Start of INFORMATION GIVEN
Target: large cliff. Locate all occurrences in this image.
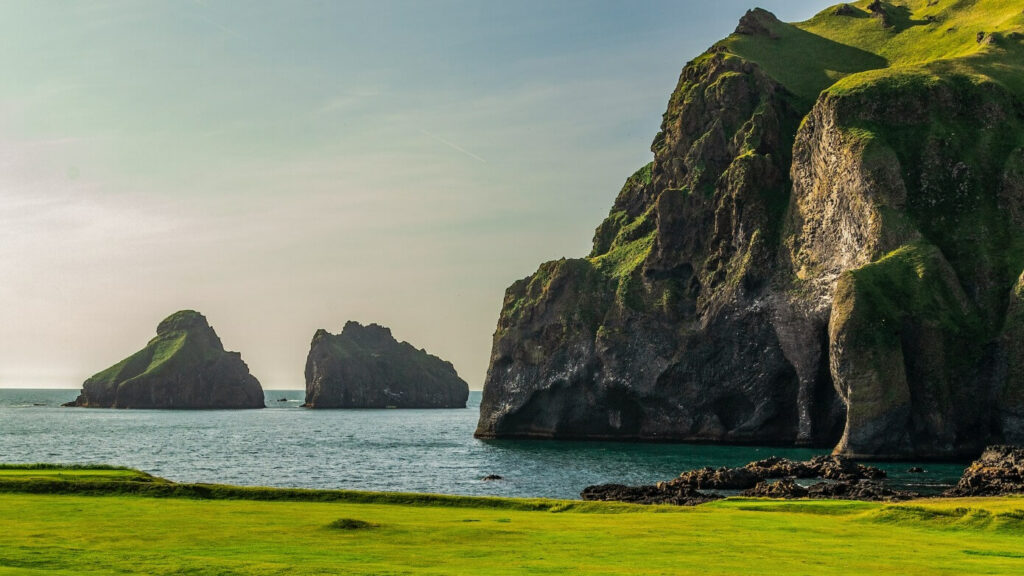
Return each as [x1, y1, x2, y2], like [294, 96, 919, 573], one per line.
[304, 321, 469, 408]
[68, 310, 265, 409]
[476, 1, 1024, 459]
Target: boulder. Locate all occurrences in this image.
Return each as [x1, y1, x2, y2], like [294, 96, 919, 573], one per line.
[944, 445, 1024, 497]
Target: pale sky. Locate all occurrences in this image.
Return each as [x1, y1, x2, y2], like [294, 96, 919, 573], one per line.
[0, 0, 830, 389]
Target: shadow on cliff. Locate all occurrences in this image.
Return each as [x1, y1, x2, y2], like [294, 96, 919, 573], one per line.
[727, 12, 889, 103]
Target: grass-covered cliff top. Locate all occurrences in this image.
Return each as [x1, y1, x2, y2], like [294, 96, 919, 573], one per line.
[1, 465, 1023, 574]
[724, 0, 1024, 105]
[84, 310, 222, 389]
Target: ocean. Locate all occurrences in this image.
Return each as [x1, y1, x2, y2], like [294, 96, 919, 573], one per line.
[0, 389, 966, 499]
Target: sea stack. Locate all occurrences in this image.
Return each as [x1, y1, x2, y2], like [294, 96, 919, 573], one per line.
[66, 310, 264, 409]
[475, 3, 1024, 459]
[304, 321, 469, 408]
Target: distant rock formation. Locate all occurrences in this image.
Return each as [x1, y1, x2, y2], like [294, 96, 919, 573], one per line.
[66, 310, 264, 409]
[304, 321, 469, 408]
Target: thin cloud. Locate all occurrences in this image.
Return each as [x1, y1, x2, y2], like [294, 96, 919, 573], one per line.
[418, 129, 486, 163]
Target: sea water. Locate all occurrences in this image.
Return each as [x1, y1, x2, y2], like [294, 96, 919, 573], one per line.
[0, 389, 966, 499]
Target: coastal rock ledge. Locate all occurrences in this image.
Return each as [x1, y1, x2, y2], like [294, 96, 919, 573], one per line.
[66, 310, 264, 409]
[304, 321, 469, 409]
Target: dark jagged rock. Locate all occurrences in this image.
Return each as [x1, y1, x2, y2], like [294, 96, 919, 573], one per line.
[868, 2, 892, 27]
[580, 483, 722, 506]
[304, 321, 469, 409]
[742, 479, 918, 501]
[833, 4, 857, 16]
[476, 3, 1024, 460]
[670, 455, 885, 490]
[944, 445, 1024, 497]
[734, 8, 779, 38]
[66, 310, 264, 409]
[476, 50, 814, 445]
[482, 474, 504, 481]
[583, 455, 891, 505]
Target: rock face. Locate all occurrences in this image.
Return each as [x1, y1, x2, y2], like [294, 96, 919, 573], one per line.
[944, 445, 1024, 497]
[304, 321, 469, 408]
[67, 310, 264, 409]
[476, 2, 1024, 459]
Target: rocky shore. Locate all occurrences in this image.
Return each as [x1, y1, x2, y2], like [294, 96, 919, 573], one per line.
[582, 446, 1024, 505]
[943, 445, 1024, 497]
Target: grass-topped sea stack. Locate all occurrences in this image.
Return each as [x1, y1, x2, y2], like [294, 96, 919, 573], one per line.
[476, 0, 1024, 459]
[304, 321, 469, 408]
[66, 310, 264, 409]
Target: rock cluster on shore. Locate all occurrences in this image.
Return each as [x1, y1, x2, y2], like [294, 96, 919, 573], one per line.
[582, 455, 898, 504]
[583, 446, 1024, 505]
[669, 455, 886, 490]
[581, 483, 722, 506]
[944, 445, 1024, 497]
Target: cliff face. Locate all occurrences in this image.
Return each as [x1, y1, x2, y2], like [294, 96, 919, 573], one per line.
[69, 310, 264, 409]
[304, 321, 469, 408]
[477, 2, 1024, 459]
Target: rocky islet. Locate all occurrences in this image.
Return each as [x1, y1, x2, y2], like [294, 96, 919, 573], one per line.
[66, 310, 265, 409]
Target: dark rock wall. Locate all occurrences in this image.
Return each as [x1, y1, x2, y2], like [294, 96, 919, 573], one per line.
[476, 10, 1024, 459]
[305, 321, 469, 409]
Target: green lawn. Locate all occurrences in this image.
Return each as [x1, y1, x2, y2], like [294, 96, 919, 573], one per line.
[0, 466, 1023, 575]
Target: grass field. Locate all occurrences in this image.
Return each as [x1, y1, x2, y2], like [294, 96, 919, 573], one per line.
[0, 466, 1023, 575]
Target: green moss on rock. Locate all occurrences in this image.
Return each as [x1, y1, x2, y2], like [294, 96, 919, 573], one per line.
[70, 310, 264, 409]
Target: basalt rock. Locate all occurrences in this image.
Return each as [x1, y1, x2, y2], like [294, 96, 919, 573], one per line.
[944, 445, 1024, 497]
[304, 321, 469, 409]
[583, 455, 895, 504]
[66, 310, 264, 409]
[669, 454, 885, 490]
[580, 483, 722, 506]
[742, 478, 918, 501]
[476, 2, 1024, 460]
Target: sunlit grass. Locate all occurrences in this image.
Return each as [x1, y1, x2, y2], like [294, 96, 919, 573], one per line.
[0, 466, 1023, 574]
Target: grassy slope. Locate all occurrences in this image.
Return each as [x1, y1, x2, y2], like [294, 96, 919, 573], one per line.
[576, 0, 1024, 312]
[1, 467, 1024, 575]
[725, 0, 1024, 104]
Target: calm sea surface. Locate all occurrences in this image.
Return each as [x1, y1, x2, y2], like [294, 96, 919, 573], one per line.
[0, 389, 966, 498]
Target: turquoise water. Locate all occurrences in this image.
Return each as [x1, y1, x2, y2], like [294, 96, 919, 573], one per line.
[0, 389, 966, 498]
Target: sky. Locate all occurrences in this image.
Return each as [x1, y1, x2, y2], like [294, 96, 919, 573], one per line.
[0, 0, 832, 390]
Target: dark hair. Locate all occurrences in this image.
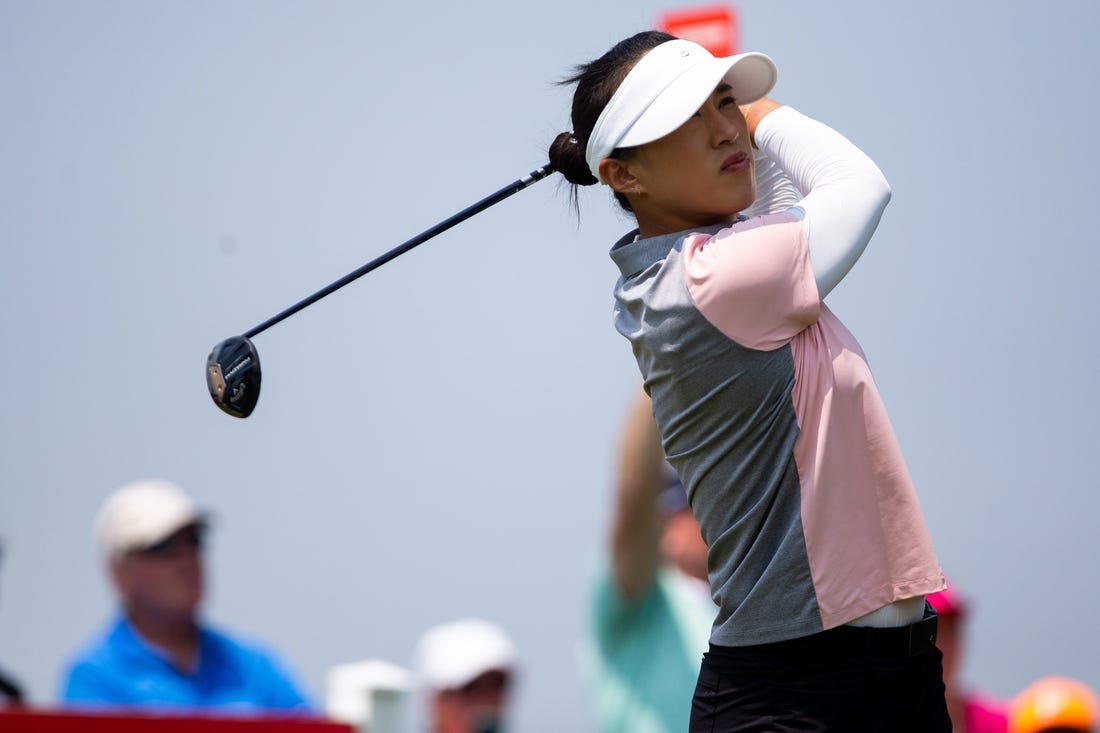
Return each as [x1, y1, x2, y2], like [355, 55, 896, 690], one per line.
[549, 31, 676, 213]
End of INFORMATION GIVEN
Start of INFORMATION GIVEN
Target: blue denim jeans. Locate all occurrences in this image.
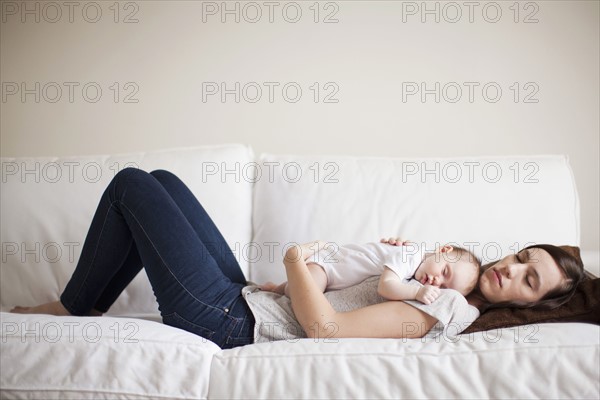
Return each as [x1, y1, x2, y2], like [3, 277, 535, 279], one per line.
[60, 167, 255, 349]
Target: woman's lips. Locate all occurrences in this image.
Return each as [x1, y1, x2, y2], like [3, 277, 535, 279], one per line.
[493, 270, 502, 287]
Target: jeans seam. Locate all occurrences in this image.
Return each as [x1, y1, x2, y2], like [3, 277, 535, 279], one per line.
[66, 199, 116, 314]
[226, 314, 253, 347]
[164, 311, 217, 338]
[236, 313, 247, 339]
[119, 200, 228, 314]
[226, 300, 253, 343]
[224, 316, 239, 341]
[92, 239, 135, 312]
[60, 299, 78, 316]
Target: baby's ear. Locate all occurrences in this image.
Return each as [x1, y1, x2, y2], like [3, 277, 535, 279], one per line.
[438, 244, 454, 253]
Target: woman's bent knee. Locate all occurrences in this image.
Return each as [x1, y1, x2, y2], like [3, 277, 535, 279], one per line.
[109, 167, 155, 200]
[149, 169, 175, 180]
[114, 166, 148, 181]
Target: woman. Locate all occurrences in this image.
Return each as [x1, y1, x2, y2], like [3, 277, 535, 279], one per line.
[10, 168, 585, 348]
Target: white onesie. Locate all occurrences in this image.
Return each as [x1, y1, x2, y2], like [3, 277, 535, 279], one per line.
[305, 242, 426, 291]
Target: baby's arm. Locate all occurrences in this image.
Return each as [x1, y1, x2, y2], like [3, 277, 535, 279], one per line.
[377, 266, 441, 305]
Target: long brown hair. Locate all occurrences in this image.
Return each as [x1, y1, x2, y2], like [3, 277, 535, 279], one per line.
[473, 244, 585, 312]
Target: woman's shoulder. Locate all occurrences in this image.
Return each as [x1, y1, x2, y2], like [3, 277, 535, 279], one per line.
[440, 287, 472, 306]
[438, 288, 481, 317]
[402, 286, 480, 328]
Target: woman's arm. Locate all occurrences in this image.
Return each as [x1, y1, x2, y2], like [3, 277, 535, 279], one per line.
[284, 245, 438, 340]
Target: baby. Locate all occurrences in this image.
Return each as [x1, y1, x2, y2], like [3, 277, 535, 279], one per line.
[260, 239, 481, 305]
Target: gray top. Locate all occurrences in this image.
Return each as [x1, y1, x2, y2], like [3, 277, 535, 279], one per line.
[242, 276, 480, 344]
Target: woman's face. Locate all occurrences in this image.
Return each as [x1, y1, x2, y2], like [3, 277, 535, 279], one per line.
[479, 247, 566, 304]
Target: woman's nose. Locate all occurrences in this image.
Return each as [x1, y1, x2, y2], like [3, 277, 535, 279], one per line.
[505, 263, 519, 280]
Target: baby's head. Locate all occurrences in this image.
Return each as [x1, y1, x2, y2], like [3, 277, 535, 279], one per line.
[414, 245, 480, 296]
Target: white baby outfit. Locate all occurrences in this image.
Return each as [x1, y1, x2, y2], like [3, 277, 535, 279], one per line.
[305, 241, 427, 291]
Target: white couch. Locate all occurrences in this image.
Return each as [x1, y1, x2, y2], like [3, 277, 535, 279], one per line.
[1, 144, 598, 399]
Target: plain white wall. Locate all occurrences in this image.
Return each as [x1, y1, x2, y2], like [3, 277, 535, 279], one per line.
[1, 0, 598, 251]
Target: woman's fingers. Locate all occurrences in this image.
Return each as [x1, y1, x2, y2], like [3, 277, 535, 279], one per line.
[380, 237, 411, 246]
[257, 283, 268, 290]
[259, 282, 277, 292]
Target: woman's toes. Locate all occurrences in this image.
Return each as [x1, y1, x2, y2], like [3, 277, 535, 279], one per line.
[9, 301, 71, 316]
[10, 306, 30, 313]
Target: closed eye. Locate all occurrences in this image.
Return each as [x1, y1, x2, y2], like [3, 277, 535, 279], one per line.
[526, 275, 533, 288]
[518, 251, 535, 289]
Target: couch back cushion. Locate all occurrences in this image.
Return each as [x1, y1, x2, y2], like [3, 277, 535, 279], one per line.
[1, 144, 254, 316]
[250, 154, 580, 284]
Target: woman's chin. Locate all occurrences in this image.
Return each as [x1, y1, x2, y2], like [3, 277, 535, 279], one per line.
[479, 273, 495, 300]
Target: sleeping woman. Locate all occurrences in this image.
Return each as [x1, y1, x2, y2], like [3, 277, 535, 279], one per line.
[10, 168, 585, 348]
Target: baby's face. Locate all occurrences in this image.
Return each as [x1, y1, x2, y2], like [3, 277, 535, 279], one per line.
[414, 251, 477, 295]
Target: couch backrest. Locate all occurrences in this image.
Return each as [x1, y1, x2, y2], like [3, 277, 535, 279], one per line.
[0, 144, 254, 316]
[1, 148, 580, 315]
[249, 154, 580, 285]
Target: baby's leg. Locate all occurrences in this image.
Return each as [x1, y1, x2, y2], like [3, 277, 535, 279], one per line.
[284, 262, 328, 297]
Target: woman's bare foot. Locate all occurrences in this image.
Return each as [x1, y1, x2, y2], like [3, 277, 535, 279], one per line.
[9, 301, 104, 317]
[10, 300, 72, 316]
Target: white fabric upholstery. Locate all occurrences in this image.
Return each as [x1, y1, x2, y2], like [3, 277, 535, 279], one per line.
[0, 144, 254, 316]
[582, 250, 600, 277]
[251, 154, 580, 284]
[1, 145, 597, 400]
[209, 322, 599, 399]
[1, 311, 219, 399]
End of INFORMATION GIVEN
• [TASK REQUIREMENTS] Would you give again, exactly, the lines in the data above that run from the line containing "Target: large cliff." to the line containing "Target: boulder. Locate"? Include both ends and no pictures.

• [RESULT FOR THIS EXERCISE]
Target: large cliff. Locate all occurrences in this image.
Return each as [x1, y1, x2, y2], like [294, 96, 919, 573], one per line.
[304, 321, 469, 408]
[68, 310, 265, 409]
[476, 1, 1024, 459]
Target: boulder. Locate all occurrences in this image.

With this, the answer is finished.